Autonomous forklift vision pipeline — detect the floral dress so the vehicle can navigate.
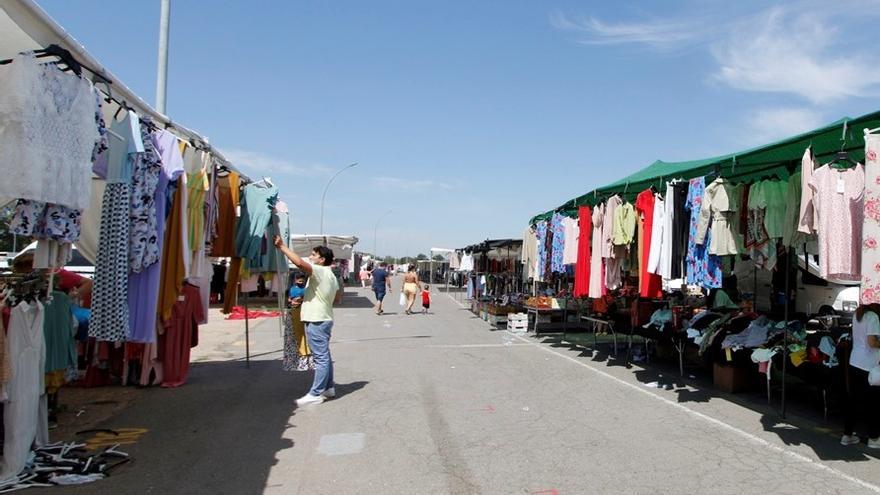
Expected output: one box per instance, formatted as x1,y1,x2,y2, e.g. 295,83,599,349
685,177,721,289
535,221,547,281
859,138,880,304
550,213,565,273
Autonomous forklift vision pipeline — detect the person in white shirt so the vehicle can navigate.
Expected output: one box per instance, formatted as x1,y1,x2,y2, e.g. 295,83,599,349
275,235,342,407
840,304,880,449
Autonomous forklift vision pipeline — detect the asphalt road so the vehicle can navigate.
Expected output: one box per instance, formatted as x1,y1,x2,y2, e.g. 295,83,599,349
39,289,880,495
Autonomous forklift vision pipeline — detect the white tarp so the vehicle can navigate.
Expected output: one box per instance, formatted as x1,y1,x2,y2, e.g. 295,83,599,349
290,234,358,259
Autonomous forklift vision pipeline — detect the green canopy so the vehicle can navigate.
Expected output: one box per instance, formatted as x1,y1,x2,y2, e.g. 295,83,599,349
529,111,880,224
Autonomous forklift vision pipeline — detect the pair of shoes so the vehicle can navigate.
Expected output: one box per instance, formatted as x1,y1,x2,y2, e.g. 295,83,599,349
296,394,324,407
840,435,860,445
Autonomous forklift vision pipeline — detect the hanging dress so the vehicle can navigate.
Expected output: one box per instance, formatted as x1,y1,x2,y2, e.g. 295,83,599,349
0,302,49,479
574,206,593,297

○ ○ ○

▸ Written instruction:
Update the items above by replacing "vehicle" with "robot" everywhere it occurs, keeping every other line unchanged. Omit the pictures from your answer.

▸ Answer for this exercise:
Autonomous forklift vision pipeline — detect the floral dress so the robot can navigate.
Expected output: one box per instance, formatted as x1,y1,x2,y2, e.g. 295,83,599,349
685,177,721,289
535,221,547,281
859,138,880,304
550,213,565,273
Autonomous forklift vision pipeline — detect the person in white shirt so the robot can navigate.
Expected output: one box per instance, formatted as x1,y1,x2,y2, e.g. 295,83,599,349
275,235,342,407
840,304,880,449
Autonomous forklift vision pipeline — detect the asphalt road so the robot can navigate.
Expected output: one box per instance, formatted as x1,y1,x2,y2, e.g. 295,83,599,349
39,289,880,495
Autonomous forklift vision pipeline — detect the white tarp so the robot can navigate.
Expected output: one box per instance, formatted as x1,y1,x2,y2, e.g. 295,83,599,349
290,234,358,259
Autonomous forklift vision pipeline — detect the green canopy so the robot can navigate.
Expected output: one box per instance, formatted as x1,y1,x2,y2, e.g. 295,83,599,349
529,111,880,224
Autonomous forklift vision pipeline — detect the pair of shoes so the robot can navigate.
Expected output: one box per instance, formatted as x1,y1,x2,y2, e.g. 295,83,599,349
296,394,324,407
840,435,860,445
Autonomous forklift vision pipeline — detect the hanging dress so the robot can navigate.
Expected output: one box per instance, formatted as x1,y1,x2,y2, e.g. 295,83,599,349
0,302,49,479
574,206,593,297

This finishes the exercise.